Excerpted passage:
######
Under such an assumption, in order to allow the withdrawal of the funds of the Deposit, the BANK shall:
(1) Check that: (A) the five (5) day term days indicated in Items (i) or (ii) hereinabove, as the case may be, has expired; and (B) the other party was required to execute the notice jointly under the terms indicated in the items referred to hereinabove;
(2) Verify that the amount requested to be withdrawn from the Escrow Account is in accordance with the Report submitted thereto by the company or persons responsible for preparing the Report, pursuant to the provisions set forth in Article 3, paragraph (d), item (ii) hereof; and,
37
(3) Observe at all times the provisions agreed upon by MPC and the SELLERS in Article 3, item (e). In order to avoid any doubt, the SELLERS and MPC hereby places on record that:
(A) MPC, in no case may withdraw, from the Escrow Account, an amount greater than that indicated in the Report; and
(B) The SELLERS may only withdraw the total amount of the Deposit if the Report determines that (a) all existing environmental and/or labour liabilities have been rectified or that (b) the liabilities that may exist are not demandable to MPC.
######
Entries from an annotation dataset
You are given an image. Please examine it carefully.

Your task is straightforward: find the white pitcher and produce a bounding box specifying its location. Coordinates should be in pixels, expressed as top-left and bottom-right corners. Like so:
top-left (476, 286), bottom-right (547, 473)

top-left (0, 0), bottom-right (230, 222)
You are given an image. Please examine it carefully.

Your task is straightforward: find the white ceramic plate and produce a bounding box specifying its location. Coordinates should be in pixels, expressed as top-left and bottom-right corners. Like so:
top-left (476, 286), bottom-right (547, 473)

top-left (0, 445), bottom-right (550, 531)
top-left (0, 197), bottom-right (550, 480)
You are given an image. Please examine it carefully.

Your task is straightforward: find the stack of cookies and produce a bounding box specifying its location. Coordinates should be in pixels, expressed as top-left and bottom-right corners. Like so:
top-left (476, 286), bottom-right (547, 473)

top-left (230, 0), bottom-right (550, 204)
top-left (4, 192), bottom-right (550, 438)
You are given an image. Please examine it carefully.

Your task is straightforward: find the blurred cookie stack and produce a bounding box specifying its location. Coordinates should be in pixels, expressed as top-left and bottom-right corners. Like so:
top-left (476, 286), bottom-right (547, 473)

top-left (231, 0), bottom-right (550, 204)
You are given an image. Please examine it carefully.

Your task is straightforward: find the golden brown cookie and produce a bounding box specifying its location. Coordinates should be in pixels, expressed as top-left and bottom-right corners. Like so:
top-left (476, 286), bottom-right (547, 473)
######
What is asked:
1. In the escrow agreement excerpt, what reason do the SELLERS and MPC give for placing the two points in (A) and (B) on record?
2. Write the next part of the escrow agreement excerpt, picking up after its last sentence.

Final results:
1. They place them on record to avoid any doubt. The points state that MPC may never withdraw more from the Escrow Account than the Report indicates. They also state that the SELLERS may withdraw the whole Deposit only if the Report finds that the environmental and/or labour liabilities have been rectified or are not demandable to MPC.

2.
Within three (3) days from the date the notice referred to in Article 3, item (e), Item (iii), has been received by the BANK, it shall notify the parties of its decision (duly accredited) to permit or not to permit the withdrawal of the amount requested from the Escrow Account, on the basis of the whereas clauses indicated in Article 3, paragraph (e), item (iii).
In the event that any one of the parties does not agree with the decision taken by the BANK, it could request that the dispute be settled by an arbitration pursuant to the provisions set forth in Article 5, paragraph (b) hereof.
f) Consideration
On the date of execution of this Escrow Agreement, and after the Escrow Account has been opened by the BANK, the SELLERS and MPG shall pay the BANK, in equal parts (50% each) a consideration of US$ [*] (...[*] US Dollars), which shall be paid only once. Such commission shall include the total amount of commissions, expenses and payments which the BANK shall incur, in fulfillment of the obligations set forth herein.
4. TERMS AND CONDITIONS
a) The functions, responsibilities and obligations of the BANK shall be limited to those expressly indicated in this Escrow Agreement, it being understood that no function, responsibility or obligation shall be inferred or deduced as implicit. The BANK shall not be bound to comply or review any other agreement entered into by and between the SELLERS and MPC, nor any agreement of which any of the said entities forms a part, independent of whether any reference to the said agreement has been made in this Escrow Agreement.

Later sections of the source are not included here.